◆ REQUIREMENT
Output every line of the items below exactly as they appear, leaving out the pictures.

◆ Data entries

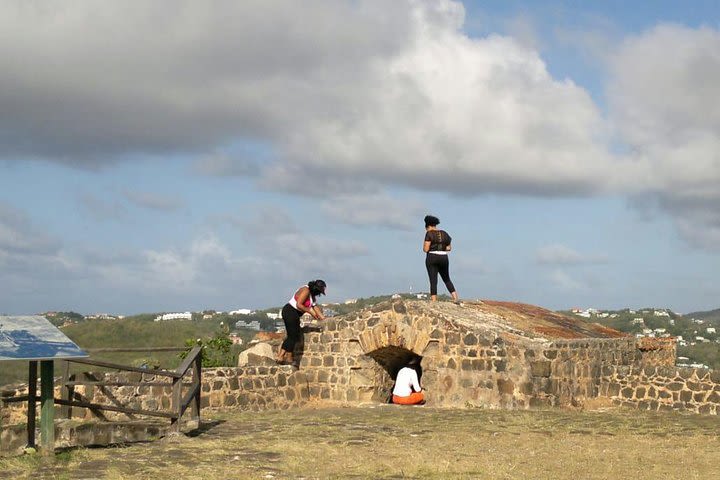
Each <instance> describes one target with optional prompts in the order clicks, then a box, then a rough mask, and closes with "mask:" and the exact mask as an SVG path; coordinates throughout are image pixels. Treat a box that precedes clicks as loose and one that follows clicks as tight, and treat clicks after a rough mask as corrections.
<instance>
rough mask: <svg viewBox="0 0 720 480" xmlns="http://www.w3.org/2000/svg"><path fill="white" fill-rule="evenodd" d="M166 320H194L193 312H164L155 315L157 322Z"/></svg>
mask: <svg viewBox="0 0 720 480" xmlns="http://www.w3.org/2000/svg"><path fill="white" fill-rule="evenodd" d="M166 320H192V313H190V312H183V313H164V314H162V315H158V316H157V317H155V321H156V322H162V321H166Z"/></svg>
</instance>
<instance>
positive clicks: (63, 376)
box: [2, 346, 202, 451]
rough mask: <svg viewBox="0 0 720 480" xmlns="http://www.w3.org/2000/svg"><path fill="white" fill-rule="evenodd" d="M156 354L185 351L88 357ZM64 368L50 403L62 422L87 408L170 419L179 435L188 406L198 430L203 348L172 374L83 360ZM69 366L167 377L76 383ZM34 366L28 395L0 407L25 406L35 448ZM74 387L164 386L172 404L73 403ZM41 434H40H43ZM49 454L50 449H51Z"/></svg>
mask: <svg viewBox="0 0 720 480" xmlns="http://www.w3.org/2000/svg"><path fill="white" fill-rule="evenodd" d="M157 351H166V352H168V351H175V352H181V351H185V349H184V348H177V347H160V348H101V349H92V350H89V352H90V353H102V352H157ZM63 362H64V364H63V366H62V380H61V382H60V398H53V402H52V403H54V404H56V405H61V406H62V410H61V412H62V416H63V417H65V418H71V417H72V410H71V409H72V407H78V408H88V409H90V410H92V411H93V412H101V411H104V410H106V411H112V412H120V413H125V414H127V415H147V416H152V417H161V418H169V419H170V425H171V431H173V432H179V431H180V419H181V418H182V416H183V414H184V413H185V410H187V408H188V407H189V406H192V409H191V419H192V420H196V421H197V423H198V427H199V426H200V406H201V401H200V395H201V392H202V348H201V347H200V346H197V347H195V348H193V349H192V350H190V352H189V353H188V355H187V357H185V359H184V360H183V362H182V364H180V366H179V367H178V368H177V369H176V370H174V371H172V370H159V369H147V368H137V367H131V366H127V365H119V364H115V363H110V362H104V361H99V360H90V359H84V358H77V359H68V360H64V361H63ZM70 362H74V363H80V364H85V365H94V366H98V367H103V368H110V369H115V370H121V371H129V372H140V373H143V374H147V375H152V376H160V377H167V378H168V379H171V381H170V380H168V381H167V382H157V381H146V382H143V381H142V378H141V381H139V382H138V381H116V382H107V381H103V380H98V379H97V378H88V379H84V380H78V379H77V378H75V377H76V375H74V374H73V375H70ZM37 363H38V362H36V361H31V362H30V368H29V372H30V373H29V383H28V394H27V395H22V396H20V395H18V396H13V397H7V398H5V397H3V398H2V403H4V404H7V403H16V402H27V405H28V424H27V435H28V445H30V446H34V445H35V422H36V420H35V417H36V408H37V403H38V402H39V401H40V398H39V397H38V396H37ZM190 371H191V372H192V380H191V381H189V382H188V381H184V380H185V379H186V376H187V374H188V372H190ZM50 377H52V373H50ZM77 385H85V386H98V387H101V388H103V387H125V386H133V387H140V386H147V387H157V386H166V387H172V404H171V408H170V411H162V410H143V409H138V408H128V407H124V406H121V405H107V404H101V403H93V402H89V401H85V399H82V398H80V399H79V400H78V399H75V392H74V387H75V386H77ZM42 387H43V389H48V388H50V389H51V390H52V388H51V387H48V386H47V385H42ZM183 387H187V388H188V391H187V392H186V393H185V395H184V396H183V394H182V391H183ZM47 397H48V398H52V397H53V395H52V392H49V393H48V395H47ZM43 408H47V405H43ZM47 418H50V419H52V416H47ZM43 428H44V429H45V430H47V429H51V428H52V425H43ZM45 430H43V431H45ZM50 450H51V451H52V448H51V449H50Z"/></svg>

◆ EXERCISE ANSWER
Each <instance> describes one target with optional prompts in the order clicks, then a box, then a rough mask, and closes with "mask:" and the exact mask as an SVG path; coordinates throughout are image pixels. Treat a box that precedes clicks as loose and one that follows clicks as tight, and treat clicks after a rough mask as corrections.
<instance>
rough mask: <svg viewBox="0 0 720 480" xmlns="http://www.w3.org/2000/svg"><path fill="white" fill-rule="evenodd" d="M166 320H194L193 312H164L155 315L157 322Z"/></svg>
mask: <svg viewBox="0 0 720 480" xmlns="http://www.w3.org/2000/svg"><path fill="white" fill-rule="evenodd" d="M166 320H192V313H190V312H183V313H164V314H162V315H158V316H157V317H155V321H156V322H162V321H166Z"/></svg>
</instance>
<instance>
positive clicks: (63, 376)
box: [2, 346, 202, 451]
rough mask: <svg viewBox="0 0 720 480" xmlns="http://www.w3.org/2000/svg"><path fill="white" fill-rule="evenodd" d="M156 354L185 351L88 357ZM64 368L50 403L62 422L87 408L170 419L179 435L188 406L198 430L203 348L172 374L83 360ZM69 366L167 377L76 383ZM34 366L28 395L0 407L25 406L35 448ZM74 387L164 386L172 404L73 403ZM41 434H40H43ZM49 454L50 449H51Z"/></svg>
mask: <svg viewBox="0 0 720 480" xmlns="http://www.w3.org/2000/svg"><path fill="white" fill-rule="evenodd" d="M157 351H166V352H168V351H175V352H181V351H185V349H184V348H177V347H160V348H101V349H92V350H89V352H90V353H102V352H157ZM63 362H64V364H63V366H62V380H61V382H60V398H53V402H52V403H54V404H56V405H61V406H62V410H61V412H62V416H63V417H65V418H71V417H72V410H71V409H72V407H78V408H88V409H90V410H92V411H93V412H101V411H104V410H106V411H112V412H120V413H125V414H127V415H147V416H152V417H161V418H169V419H170V425H171V431H173V432H179V431H180V419H181V418H182V416H183V414H184V413H185V410H187V408H188V407H189V406H192V409H191V419H192V420H196V421H197V423H198V427H199V426H200V406H201V401H200V395H201V392H202V348H201V347H200V346H197V347H195V348H193V349H192V350H190V352H189V353H188V355H187V357H185V359H184V360H183V362H182V364H180V366H179V367H178V368H177V369H176V370H174V371H172V370H159V369H147V368H137V367H131V366H127V365H119V364H115V363H110V362H104V361H99V360H90V359H84V358H77V359H68V360H64V361H63ZM70 362H74V363H80V364H85V365H94V366H98V367H103V368H110V369H115V370H121V371H129V372H140V373H143V374H147V375H152V376H160V377H167V378H168V379H171V381H170V380H168V381H167V382H157V381H146V382H143V381H142V378H141V381H139V382H138V381H116V382H107V381H103V380H98V379H97V378H88V379H84V380H78V379H77V378H75V377H76V375H74V374H73V375H70ZM37 363H38V362H36V361H31V362H30V368H29V372H30V373H29V383H28V394H27V395H22V396H20V395H18V396H13V397H7V398H5V397H3V398H2V403H4V404H7V403H16V402H27V405H28V424H27V435H28V445H30V446H34V445H35V422H36V420H35V417H36V408H37V403H38V402H39V401H40V398H39V397H38V396H37ZM190 371H191V372H192V380H191V381H189V382H188V381H184V380H185V379H186V376H187V374H188V372H190ZM50 377H52V373H50ZM77 385H85V386H98V387H101V388H103V387H125V386H133V387H140V386H147V387H157V386H166V387H172V404H171V408H170V411H162V410H143V409H138V408H128V407H124V406H121V405H107V404H101V403H93V402H89V401H85V399H82V398H80V399H79V400H78V399H75V392H74V387H75V386H77ZM42 387H43V389H48V388H50V389H51V390H52V388H51V387H48V386H47V385H42ZM183 387H187V388H188V391H187V392H186V393H185V395H184V396H183V394H182V391H183ZM47 397H48V398H52V397H53V395H52V392H49V393H48V395H47ZM43 408H47V405H43ZM47 418H50V419H52V416H47ZM43 428H44V429H45V430H47V429H51V428H52V425H43ZM45 430H43V431H45ZM50 450H51V451H52V448H51V449H50Z"/></svg>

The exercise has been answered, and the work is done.